Copy the listing from its start through the line that contains "column 492, row 250", including that line. Leave the pictures out of your copy.

_Given data_:
◆ ◆ ◆

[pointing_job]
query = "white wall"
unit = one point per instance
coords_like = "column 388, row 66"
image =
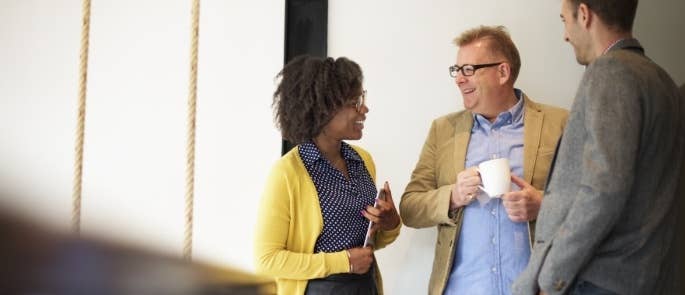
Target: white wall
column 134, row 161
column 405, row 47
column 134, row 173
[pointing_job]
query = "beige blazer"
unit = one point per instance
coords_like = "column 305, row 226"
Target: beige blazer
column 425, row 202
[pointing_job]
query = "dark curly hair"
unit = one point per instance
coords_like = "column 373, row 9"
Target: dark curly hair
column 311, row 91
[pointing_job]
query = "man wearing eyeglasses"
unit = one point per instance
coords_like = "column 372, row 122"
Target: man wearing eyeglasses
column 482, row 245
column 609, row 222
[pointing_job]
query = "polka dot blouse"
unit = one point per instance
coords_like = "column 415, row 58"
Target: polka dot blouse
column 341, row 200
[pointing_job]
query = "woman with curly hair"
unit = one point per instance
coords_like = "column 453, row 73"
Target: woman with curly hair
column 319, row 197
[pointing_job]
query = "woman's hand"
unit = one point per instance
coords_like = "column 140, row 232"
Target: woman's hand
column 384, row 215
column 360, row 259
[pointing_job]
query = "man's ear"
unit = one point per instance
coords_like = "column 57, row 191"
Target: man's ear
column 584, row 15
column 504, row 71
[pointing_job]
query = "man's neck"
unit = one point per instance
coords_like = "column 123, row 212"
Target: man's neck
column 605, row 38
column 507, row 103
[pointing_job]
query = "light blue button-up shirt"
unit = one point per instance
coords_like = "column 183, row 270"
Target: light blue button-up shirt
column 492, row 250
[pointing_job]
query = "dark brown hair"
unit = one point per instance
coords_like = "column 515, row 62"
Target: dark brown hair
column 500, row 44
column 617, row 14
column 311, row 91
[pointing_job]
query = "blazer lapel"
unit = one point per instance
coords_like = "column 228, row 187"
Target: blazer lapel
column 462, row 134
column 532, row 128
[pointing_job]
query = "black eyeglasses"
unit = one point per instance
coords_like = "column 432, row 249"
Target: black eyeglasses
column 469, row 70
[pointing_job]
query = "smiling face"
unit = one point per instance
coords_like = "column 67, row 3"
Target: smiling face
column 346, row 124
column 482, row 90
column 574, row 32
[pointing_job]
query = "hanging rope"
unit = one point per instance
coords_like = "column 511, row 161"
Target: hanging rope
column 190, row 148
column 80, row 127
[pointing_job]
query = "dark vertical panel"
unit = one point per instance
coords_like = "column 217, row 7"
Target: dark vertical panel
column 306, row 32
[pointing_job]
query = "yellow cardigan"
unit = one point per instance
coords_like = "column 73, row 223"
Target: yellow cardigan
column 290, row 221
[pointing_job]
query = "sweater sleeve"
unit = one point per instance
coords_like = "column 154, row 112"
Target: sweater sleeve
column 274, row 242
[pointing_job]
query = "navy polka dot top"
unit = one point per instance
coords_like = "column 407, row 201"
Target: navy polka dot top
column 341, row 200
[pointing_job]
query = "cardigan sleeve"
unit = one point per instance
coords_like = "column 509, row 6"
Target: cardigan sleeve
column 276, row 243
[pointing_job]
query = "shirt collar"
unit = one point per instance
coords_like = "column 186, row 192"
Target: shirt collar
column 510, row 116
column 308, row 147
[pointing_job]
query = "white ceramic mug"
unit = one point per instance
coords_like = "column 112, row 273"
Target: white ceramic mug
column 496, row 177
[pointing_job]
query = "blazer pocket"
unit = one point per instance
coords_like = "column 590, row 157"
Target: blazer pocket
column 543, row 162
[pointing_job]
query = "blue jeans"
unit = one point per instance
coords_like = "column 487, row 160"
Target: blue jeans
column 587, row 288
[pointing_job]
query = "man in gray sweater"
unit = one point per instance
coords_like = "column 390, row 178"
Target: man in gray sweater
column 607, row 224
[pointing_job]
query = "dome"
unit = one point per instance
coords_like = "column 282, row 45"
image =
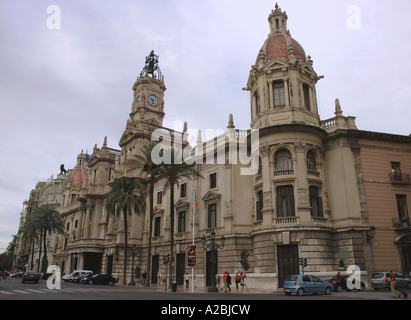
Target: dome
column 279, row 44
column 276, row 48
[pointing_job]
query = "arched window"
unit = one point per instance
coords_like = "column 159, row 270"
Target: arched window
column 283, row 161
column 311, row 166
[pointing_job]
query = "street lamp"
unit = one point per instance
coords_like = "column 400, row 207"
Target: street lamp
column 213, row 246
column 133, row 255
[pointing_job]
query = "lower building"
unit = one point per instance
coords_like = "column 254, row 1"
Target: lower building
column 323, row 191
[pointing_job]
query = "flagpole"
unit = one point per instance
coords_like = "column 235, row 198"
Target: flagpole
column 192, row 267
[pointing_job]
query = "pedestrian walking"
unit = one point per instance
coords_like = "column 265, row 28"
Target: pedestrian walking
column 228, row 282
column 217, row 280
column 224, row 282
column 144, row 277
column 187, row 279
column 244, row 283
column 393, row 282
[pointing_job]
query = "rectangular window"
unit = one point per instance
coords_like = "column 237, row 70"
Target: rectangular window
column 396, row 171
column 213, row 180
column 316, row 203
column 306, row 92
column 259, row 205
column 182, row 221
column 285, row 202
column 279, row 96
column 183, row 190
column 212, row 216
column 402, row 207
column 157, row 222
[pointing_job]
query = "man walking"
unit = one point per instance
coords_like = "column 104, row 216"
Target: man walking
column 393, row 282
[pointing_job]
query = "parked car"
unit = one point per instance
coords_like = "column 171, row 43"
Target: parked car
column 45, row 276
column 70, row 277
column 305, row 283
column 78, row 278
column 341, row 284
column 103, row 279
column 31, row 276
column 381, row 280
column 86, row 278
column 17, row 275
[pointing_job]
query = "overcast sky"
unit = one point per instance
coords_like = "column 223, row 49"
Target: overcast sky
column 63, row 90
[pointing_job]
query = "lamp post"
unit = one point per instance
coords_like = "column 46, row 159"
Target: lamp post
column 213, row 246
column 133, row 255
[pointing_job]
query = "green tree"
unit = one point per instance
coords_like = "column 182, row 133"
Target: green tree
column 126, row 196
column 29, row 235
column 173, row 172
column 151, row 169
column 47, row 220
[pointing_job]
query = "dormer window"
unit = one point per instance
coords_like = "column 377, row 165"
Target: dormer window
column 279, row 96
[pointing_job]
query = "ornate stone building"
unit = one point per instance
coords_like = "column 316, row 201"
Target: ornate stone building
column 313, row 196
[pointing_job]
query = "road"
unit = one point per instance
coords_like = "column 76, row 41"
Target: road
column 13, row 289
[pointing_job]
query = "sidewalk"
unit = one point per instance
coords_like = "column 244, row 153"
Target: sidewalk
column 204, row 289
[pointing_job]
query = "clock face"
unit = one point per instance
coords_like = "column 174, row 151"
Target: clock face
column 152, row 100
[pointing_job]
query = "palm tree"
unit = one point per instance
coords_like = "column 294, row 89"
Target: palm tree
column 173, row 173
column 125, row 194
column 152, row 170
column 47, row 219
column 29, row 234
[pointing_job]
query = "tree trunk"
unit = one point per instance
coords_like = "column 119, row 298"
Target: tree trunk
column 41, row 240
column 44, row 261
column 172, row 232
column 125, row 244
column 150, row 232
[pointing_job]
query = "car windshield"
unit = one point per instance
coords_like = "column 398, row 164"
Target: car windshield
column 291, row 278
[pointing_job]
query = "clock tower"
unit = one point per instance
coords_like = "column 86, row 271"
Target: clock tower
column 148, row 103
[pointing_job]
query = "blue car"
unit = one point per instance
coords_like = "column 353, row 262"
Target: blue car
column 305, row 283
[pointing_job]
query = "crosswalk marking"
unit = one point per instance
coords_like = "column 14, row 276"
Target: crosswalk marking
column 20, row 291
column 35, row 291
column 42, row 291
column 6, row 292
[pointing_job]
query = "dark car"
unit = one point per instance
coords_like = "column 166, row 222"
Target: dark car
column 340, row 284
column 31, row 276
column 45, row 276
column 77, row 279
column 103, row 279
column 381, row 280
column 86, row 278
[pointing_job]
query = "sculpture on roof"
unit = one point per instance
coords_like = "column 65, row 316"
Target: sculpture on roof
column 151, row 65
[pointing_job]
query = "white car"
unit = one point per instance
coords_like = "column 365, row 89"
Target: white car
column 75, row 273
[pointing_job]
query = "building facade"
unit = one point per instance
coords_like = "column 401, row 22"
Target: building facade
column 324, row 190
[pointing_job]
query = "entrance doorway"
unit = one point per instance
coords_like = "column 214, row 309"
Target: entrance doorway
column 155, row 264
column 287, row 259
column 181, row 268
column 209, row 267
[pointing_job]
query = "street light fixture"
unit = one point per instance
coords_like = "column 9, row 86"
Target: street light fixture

◆ ◆ ◆

_Result_:
[pointing_job]
query = "white wall"
unit = one point per instance
coords_like = "column 388, row 66"
image =
Target: white wall
column 134, row 161
column 405, row 47
column 134, row 173
[pointing_job]
query = "beige blazer"
unit = one point per instance
coords_like = "column 305, row 226"
Target: beige blazer
column 425, row 202
[pointing_job]
query = "dark curly hair"
unit = one point per instance
coords_like = "column 373, row 9"
Target: dark curly hair
column 311, row 91
[pointing_job]
query = "man wearing eyeglasses"
unit = one point per instance
coords_like = "column 372, row 122"
Target: man wearing eyeglasses
column 482, row 245
column 609, row 222
[pointing_job]
query = "polka dot blouse"
unit = one point per instance
coords_like = "column 415, row 58"
Target: polka dot blouse
column 341, row 200
[pointing_job]
query = "woman with curly hair"
unit = one point per instance
coords_like = "column 453, row 73"
Target: woman with curly hair
column 319, row 197
[pointing_job]
query = "woman's hand"
unit = one point per instance
coords_like = "column 140, row 232"
Target: woman's hand
column 384, row 215
column 360, row 259
[pointing_job]
query = "man's ear"
unit = one point per instance
coords_like = "column 57, row 191"
Target: man's ear
column 584, row 15
column 504, row 71
[pointing_job]
query = "man's neck"
unit = one point per instance
coords_like = "column 123, row 212"
Target: man's neck
column 605, row 38
column 507, row 103
[pointing_job]
query = "light blue button-up shirt"
unit = one point per instance
coords_like = "column 183, row 270"
Target: light blue button-up shirt
column 492, row 250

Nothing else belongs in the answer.